Set task: Return each line of the data below that contains the string "pocket", matching case exactly.

Data extract:
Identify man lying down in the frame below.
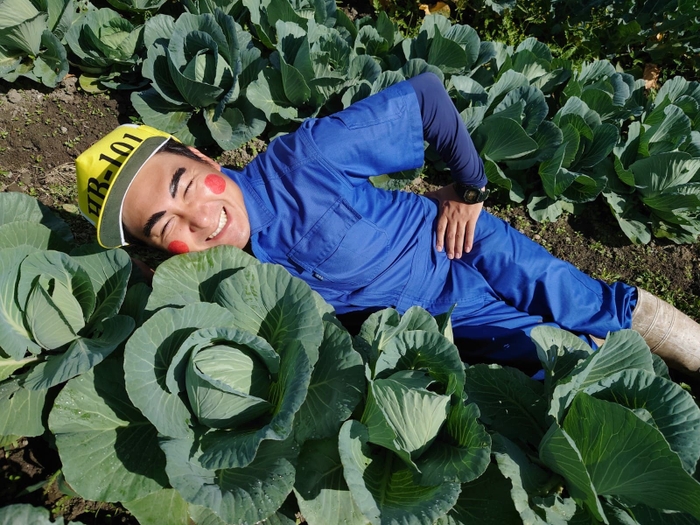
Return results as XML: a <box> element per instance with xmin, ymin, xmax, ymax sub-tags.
<box><xmin>76</xmin><ymin>73</ymin><xmax>700</xmax><ymax>374</ymax></box>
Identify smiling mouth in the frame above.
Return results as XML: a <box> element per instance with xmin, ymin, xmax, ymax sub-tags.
<box><xmin>207</xmin><ymin>209</ymin><xmax>228</xmax><ymax>241</ymax></box>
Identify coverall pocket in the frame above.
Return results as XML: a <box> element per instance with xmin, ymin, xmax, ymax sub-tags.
<box><xmin>287</xmin><ymin>199</ymin><xmax>389</xmax><ymax>288</ymax></box>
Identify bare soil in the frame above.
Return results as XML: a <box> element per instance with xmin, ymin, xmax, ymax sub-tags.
<box><xmin>0</xmin><ymin>71</ymin><xmax>700</xmax><ymax>524</ymax></box>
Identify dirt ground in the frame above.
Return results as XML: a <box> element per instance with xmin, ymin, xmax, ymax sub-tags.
<box><xmin>0</xmin><ymin>76</ymin><xmax>700</xmax><ymax>312</ymax></box>
<box><xmin>0</xmin><ymin>72</ymin><xmax>700</xmax><ymax>524</ymax></box>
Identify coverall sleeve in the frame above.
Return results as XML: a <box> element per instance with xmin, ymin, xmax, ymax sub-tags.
<box><xmin>408</xmin><ymin>73</ymin><xmax>487</xmax><ymax>188</ymax></box>
<box><xmin>302</xmin><ymin>82</ymin><xmax>424</xmax><ymax>184</ymax></box>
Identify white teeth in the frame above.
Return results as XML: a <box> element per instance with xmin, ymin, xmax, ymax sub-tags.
<box><xmin>207</xmin><ymin>209</ymin><xmax>228</xmax><ymax>240</ymax></box>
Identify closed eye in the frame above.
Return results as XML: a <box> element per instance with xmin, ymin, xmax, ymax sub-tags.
<box><xmin>160</xmin><ymin>219</ymin><xmax>172</xmax><ymax>239</ymax></box>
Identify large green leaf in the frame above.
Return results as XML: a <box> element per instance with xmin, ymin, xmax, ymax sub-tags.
<box><xmin>0</xmin><ymin>354</ymin><xmax>37</xmax><ymax>382</ymax></box>
<box><xmin>427</xmin><ymin>26</ymin><xmax>473</xmax><ymax>74</ymax></box>
<box><xmin>246</xmin><ymin>68</ymin><xmax>298</xmax><ymax>122</ymax></box>
<box><xmin>362</xmin><ymin>370</ymin><xmax>450</xmax><ymax>466</ymax></box>
<box><xmin>0</xmin><ymin>245</ymin><xmax>41</xmax><ymax>361</ymax></box>
<box><xmin>465</xmin><ymin>365</ymin><xmax>547</xmax><ymax>445</ymax></box>
<box><xmin>168</xmin><ymin>31</ymin><xmax>227</xmax><ymax>108</ymax></box>
<box><xmin>374</xmin><ymin>330</ymin><xmax>464</xmax><ymax>396</ymax></box>
<box><xmin>122</xmin><ymin>488</ymin><xmax>189</xmax><ymax>525</ymax></box>
<box><xmin>355</xmin><ymin>307</ymin><xmax>440</xmax><ymax>368</ymax></box>
<box><xmin>199</xmin><ymin>343</ymin><xmax>311</xmax><ymax>470</ymax></box>
<box><xmin>17</xmin><ymin>251</ymin><xmax>95</xmax><ymax>327</ymax></box>
<box><xmin>203</xmin><ymin>103</ymin><xmax>265</xmax><ymax>150</ymax></box>
<box><xmin>131</xmin><ymin>88</ymin><xmax>193</xmax><ymax>133</ymax></box>
<box><xmin>493</xmin><ymin>86</ymin><xmax>549</xmax><ymax>136</ymax></box>
<box><xmin>49</xmin><ymin>359</ymin><xmax>167</xmax><ymax>501</ymax></box>
<box><xmin>639</xmin><ymin>105</ymin><xmax>691</xmax><ymax>156</ymax></box>
<box><xmin>584</xmin><ymin>370</ymin><xmax>700</xmax><ymax>474</ymax></box>
<box><xmin>124</xmin><ymin>303</ymin><xmax>235</xmax><ymax>437</ymax></box>
<box><xmin>416</xmin><ymin>401</ymin><xmax>491</xmax><ymax>485</ymax></box>
<box><xmin>28</xmin><ymin>29</ymin><xmax>69</xmax><ymax>88</ymax></box>
<box><xmin>493</xmin><ymin>434</ymin><xmax>576</xmax><ymax>525</ymax></box>
<box><xmin>214</xmin><ymin>264</ymin><xmax>323</xmax><ymax>366</ymax></box>
<box><xmin>577</xmin><ymin>123</ymin><xmax>620</xmax><ymax>168</ymax></box>
<box><xmin>539</xmin><ymin>423</ymin><xmax>606</xmax><ymax>521</ymax></box>
<box><xmin>0</xmin><ymin>191</ymin><xmax>73</xmax><ymax>243</ymax></box>
<box><xmin>629</xmin><ymin>151</ymin><xmax>700</xmax><ymax>196</ymax></box>
<box><xmin>474</xmin><ymin>117</ymin><xmax>537</xmax><ymax>162</ymax></box>
<box><xmin>603</xmin><ymin>192</ymin><xmax>651</xmax><ymax>244</ymax></box>
<box><xmin>147</xmin><ymin>246</ymin><xmax>259</xmax><ymax>312</ymax></box>
<box><xmin>71</xmin><ymin>244</ymin><xmax>131</xmax><ymax>325</ymax></box>
<box><xmin>24</xmin><ymin>280</ymin><xmax>80</xmax><ymax>350</ymax></box>
<box><xmin>549</xmin><ymin>330</ymin><xmax>654</xmax><ymax>421</ymax></box>
<box><xmin>338</xmin><ymin>420</ymin><xmax>459</xmax><ymax>525</ymax></box>
<box><xmin>280</xmin><ymin>57</ymin><xmax>311</xmax><ymax>107</ymax></box>
<box><xmin>530</xmin><ymin>326</ymin><xmax>593</xmax><ymax>397</ymax></box>
<box><xmin>0</xmin><ymin>221</ymin><xmax>70</xmax><ymax>251</ymax></box>
<box><xmin>0</xmin><ymin>11</ymin><xmax>48</xmax><ymax>57</ymax></box>
<box><xmin>23</xmin><ymin>315</ymin><xmax>134</xmax><ymax>390</ymax></box>
<box><xmin>435</xmin><ymin>463</ymin><xmax>523</xmax><ymax>525</ymax></box>
<box><xmin>563</xmin><ymin>393</ymin><xmax>700</xmax><ymax>519</ymax></box>
<box><xmin>183</xmin><ymin>328</ymin><xmax>280</xmax><ymax>429</ymax></box>
<box><xmin>161</xmin><ymin>438</ymin><xmax>299</xmax><ymax>523</ymax></box>
<box><xmin>294</xmin><ymin>436</ymin><xmax>367</xmax><ymax>525</ymax></box>
<box><xmin>0</xmin><ymin>0</ymin><xmax>39</xmax><ymax>29</ymax></box>
<box><xmin>0</xmin><ymin>379</ymin><xmax>47</xmax><ymax>437</ymax></box>
<box><xmin>0</xmin><ymin>503</ymin><xmax>81</xmax><ymax>525</ymax></box>
<box><xmin>294</xmin><ymin>322</ymin><xmax>365</xmax><ymax>442</ymax></box>
<box><xmin>539</xmin><ymin>144</ymin><xmax>576</xmax><ymax>199</ymax></box>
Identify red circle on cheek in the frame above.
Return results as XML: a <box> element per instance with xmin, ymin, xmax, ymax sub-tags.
<box><xmin>204</xmin><ymin>174</ymin><xmax>226</xmax><ymax>195</ymax></box>
<box><xmin>168</xmin><ymin>241</ymin><xmax>190</xmax><ymax>254</ymax></box>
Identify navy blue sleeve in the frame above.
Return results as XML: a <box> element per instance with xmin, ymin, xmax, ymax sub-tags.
<box><xmin>408</xmin><ymin>73</ymin><xmax>487</xmax><ymax>188</ymax></box>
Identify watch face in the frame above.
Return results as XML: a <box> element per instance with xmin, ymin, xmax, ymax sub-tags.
<box><xmin>464</xmin><ymin>188</ymin><xmax>480</xmax><ymax>202</ymax></box>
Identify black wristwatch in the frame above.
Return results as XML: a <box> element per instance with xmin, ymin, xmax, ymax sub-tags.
<box><xmin>455</xmin><ymin>182</ymin><xmax>490</xmax><ymax>204</ymax></box>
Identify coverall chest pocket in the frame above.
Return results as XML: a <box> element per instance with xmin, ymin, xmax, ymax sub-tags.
<box><xmin>288</xmin><ymin>199</ymin><xmax>389</xmax><ymax>287</ymax></box>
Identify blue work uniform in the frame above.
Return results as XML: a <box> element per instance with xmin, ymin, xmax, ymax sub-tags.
<box><xmin>224</xmin><ymin>82</ymin><xmax>635</xmax><ymax>362</ymax></box>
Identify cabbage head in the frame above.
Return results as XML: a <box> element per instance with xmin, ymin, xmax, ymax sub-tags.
<box><xmin>0</xmin><ymin>193</ymin><xmax>134</xmax><ymax>436</ymax></box>
<box><xmin>66</xmin><ymin>8</ymin><xmax>144</xmax><ymax>91</ymax></box>
<box><xmin>296</xmin><ymin>307</ymin><xmax>491</xmax><ymax>525</ymax></box>
<box><xmin>0</xmin><ymin>0</ymin><xmax>80</xmax><ymax>87</ymax></box>
<box><xmin>131</xmin><ymin>9</ymin><xmax>265</xmax><ymax>149</ymax></box>
<box><xmin>124</xmin><ymin>246</ymin><xmax>364</xmax><ymax>523</ymax></box>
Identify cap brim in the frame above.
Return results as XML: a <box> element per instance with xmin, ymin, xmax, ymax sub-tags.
<box><xmin>97</xmin><ymin>137</ymin><xmax>169</xmax><ymax>248</ymax></box>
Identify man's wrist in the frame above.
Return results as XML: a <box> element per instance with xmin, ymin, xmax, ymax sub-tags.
<box><xmin>454</xmin><ymin>182</ymin><xmax>490</xmax><ymax>204</ymax></box>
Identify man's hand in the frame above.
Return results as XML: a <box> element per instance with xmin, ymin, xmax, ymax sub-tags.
<box><xmin>425</xmin><ymin>184</ymin><xmax>484</xmax><ymax>259</ymax></box>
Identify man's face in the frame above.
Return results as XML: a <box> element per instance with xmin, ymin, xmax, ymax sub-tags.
<box><xmin>122</xmin><ymin>152</ymin><xmax>250</xmax><ymax>253</ymax></box>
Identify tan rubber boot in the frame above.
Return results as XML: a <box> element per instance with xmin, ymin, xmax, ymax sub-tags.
<box><xmin>632</xmin><ymin>287</ymin><xmax>700</xmax><ymax>377</ymax></box>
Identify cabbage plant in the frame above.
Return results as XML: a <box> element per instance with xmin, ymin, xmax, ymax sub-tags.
<box><xmin>124</xmin><ymin>246</ymin><xmax>363</xmax><ymax>523</ymax></box>
<box><xmin>605</xmin><ymin>77</ymin><xmax>700</xmax><ymax>243</ymax></box>
<box><xmin>131</xmin><ymin>9</ymin><xmax>265</xmax><ymax>149</ymax></box>
<box><xmin>296</xmin><ymin>308</ymin><xmax>491</xmax><ymax>525</ymax></box>
<box><xmin>0</xmin><ymin>0</ymin><xmax>81</xmax><ymax>87</ymax></box>
<box><xmin>66</xmin><ymin>8</ymin><xmax>143</xmax><ymax>91</ymax></box>
<box><xmin>0</xmin><ymin>193</ymin><xmax>134</xmax><ymax>436</ymax></box>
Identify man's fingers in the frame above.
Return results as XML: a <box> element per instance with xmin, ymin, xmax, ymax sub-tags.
<box><xmin>445</xmin><ymin>221</ymin><xmax>464</xmax><ymax>259</ymax></box>
<box><xmin>464</xmin><ymin>221</ymin><xmax>476</xmax><ymax>253</ymax></box>
<box><xmin>435</xmin><ymin>213</ymin><xmax>447</xmax><ymax>252</ymax></box>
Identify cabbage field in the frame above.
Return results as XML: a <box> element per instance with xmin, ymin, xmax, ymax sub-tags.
<box><xmin>0</xmin><ymin>0</ymin><xmax>700</xmax><ymax>525</ymax></box>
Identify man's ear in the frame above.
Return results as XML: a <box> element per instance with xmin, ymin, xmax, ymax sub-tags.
<box><xmin>187</xmin><ymin>146</ymin><xmax>221</xmax><ymax>171</ymax></box>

Response to this exercise:
Identify coverall pocket in the frame above.
Identify coverall chest pocket in the frame above.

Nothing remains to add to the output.